* **Exercise goal**
According to the article on asymptomatic coronavirus spread, what position does Dr. Maria Van Kerkhove hold at the World Health Organization?
Excerpted text START
Asymptomatic Spread Of Coronavirus Is 'Very Rare' According To The WHO

An official with the World Health Organization said on Monday (June 8) that it is very rare for an asymptomatic carrier of coronavirus to spread COVID-19 to others. When the coronavirus outbreak first began, health officials were worried because they found evidence that people did not know they had the virus and were unwittingly spreading it to others.

Now, as researchers have been analyzing contact tracing data, they found that the virus is unlikely to be spread by asymptomatic individuals.

“From the data we have, it still seems to be rare that an asymptomatic person actually transmits onward to a secondary individual,” Dr. Maria Van Kerkhove, head of WHO’s emerging diseases and zoonosis unit, said at a news briefing. “It’s very rare.”

Kerkhove said that people without symptoms can still spread the virus and that officials are trying to determine how often it happens.

“I did not say that asymptomatic cases cannot transmit; they can,” Van Kerkhove told TIME. “The question is, do they? And if they do, how often is that happening?”

She explained that one concern is that some people may have mild symptoms, or ones not commonly associated with COVID-19, such as muscle aches and fatigue, and may not realize they have contracted the coronavirus. That makes it difficult for contact traces to know if a person was truly asymptomatic while they were spreading the virus.

“We’re not ruling anything out,” Van Kerkhove said. “We’re not saying that [asymptomatic spread is] not happening. But we’re saying more transmission is happening among symptomatic individuals. People are looking for a binary, and it’s not that.”
Excerpted text END
Data records START
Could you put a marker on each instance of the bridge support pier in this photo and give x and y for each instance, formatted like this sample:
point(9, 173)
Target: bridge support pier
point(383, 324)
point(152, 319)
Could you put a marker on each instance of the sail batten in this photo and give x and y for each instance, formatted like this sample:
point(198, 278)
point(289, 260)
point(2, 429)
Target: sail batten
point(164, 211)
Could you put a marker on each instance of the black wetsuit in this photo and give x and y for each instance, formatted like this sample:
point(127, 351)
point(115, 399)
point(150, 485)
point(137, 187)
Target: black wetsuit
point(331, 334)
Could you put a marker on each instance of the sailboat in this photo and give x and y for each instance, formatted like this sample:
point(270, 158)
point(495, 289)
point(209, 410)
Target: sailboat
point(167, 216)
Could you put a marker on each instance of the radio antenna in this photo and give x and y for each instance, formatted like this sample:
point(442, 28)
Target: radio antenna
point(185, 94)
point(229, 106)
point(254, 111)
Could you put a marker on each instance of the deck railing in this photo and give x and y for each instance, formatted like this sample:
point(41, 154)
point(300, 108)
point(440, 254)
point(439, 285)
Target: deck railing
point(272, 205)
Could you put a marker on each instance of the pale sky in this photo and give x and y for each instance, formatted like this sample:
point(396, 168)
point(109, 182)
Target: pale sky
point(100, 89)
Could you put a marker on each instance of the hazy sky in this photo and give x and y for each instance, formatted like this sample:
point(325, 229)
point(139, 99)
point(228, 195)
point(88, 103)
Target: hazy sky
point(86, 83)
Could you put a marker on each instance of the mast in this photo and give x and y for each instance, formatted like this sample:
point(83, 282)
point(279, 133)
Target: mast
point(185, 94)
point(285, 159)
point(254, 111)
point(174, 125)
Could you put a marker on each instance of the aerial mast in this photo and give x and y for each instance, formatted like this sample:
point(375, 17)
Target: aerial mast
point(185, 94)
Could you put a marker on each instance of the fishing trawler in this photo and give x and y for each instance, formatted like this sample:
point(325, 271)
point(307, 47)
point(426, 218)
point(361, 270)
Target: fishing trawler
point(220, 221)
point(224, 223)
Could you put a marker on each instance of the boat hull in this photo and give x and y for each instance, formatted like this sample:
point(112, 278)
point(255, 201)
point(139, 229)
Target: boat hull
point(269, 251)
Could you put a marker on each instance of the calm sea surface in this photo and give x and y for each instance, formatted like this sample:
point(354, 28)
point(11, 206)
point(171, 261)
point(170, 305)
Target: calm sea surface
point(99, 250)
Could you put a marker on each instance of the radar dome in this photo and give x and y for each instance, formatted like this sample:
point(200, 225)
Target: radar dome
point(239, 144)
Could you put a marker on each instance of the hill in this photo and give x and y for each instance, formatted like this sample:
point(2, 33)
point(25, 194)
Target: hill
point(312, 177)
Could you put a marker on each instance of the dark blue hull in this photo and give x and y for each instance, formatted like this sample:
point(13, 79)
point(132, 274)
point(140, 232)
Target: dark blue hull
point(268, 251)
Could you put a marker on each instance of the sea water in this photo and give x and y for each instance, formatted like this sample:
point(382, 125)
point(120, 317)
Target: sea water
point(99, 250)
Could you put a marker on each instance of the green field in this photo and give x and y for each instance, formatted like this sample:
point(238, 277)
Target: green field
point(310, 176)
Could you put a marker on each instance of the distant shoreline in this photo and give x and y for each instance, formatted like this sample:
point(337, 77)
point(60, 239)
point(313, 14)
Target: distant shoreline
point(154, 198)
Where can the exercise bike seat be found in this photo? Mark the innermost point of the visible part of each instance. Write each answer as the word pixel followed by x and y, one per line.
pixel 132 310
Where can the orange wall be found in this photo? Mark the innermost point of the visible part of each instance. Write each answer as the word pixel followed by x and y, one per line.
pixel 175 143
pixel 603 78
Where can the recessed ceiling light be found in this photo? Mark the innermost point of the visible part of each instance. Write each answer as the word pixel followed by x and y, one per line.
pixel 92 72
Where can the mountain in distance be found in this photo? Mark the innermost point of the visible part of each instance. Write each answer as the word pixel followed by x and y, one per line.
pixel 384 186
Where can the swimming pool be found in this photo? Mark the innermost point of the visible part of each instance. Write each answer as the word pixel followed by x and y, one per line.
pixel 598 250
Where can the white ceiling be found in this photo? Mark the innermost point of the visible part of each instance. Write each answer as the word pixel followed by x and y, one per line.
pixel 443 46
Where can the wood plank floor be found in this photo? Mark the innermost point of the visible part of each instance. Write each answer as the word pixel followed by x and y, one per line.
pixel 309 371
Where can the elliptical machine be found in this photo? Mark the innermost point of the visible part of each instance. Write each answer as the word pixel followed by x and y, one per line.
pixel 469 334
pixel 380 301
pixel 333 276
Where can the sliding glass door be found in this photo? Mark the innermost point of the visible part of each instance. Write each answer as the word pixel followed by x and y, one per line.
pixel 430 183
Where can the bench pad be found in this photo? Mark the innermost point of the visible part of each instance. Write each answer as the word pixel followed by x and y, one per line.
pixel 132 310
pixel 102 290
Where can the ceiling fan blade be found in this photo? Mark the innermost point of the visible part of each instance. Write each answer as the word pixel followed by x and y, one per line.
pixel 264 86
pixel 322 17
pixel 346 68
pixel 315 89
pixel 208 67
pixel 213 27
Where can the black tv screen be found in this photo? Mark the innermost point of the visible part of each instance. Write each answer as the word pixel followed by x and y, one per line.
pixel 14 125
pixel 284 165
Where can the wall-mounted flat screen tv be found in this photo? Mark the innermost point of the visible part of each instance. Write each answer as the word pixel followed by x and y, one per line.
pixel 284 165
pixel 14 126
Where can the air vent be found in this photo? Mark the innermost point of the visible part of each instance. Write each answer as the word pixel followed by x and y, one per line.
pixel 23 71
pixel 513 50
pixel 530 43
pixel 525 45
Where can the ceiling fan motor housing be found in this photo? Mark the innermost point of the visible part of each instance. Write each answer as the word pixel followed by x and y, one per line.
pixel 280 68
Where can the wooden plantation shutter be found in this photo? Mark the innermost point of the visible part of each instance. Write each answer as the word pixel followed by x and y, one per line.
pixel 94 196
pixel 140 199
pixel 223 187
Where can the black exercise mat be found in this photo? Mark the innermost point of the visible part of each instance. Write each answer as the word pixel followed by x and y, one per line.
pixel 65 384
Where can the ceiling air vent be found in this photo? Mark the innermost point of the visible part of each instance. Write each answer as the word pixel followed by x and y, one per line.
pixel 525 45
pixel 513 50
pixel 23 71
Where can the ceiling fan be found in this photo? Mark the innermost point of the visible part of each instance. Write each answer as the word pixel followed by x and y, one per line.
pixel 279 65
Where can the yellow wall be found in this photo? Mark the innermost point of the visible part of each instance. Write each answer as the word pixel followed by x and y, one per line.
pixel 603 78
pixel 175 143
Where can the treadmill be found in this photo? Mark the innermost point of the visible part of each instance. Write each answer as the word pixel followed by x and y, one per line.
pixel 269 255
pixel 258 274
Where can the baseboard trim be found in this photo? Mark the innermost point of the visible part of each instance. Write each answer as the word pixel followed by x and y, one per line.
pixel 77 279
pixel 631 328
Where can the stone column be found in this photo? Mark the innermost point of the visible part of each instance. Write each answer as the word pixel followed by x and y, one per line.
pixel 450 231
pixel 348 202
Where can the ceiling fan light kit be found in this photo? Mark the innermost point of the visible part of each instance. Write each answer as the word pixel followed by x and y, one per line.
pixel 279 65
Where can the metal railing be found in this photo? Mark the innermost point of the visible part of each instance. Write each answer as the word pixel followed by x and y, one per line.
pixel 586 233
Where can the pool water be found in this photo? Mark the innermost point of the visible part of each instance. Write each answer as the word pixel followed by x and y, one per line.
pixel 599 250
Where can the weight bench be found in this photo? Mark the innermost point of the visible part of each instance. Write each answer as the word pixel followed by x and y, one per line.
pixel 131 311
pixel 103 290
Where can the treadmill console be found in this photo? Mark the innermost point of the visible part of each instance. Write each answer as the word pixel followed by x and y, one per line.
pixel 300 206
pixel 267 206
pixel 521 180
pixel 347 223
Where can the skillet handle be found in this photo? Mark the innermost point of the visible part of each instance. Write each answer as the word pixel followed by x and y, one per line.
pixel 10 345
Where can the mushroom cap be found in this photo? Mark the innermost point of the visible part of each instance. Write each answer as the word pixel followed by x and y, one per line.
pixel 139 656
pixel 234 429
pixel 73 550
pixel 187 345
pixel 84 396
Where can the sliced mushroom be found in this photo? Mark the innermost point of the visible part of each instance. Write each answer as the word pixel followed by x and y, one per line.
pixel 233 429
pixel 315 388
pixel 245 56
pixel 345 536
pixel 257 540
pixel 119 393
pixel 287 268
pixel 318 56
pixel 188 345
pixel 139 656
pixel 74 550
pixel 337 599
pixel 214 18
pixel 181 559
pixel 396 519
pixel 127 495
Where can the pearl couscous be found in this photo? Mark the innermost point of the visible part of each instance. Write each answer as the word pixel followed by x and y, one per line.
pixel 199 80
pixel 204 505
Data records END
* **Response area**
She is head of the WHO's emerging diseases and zoonosis unit.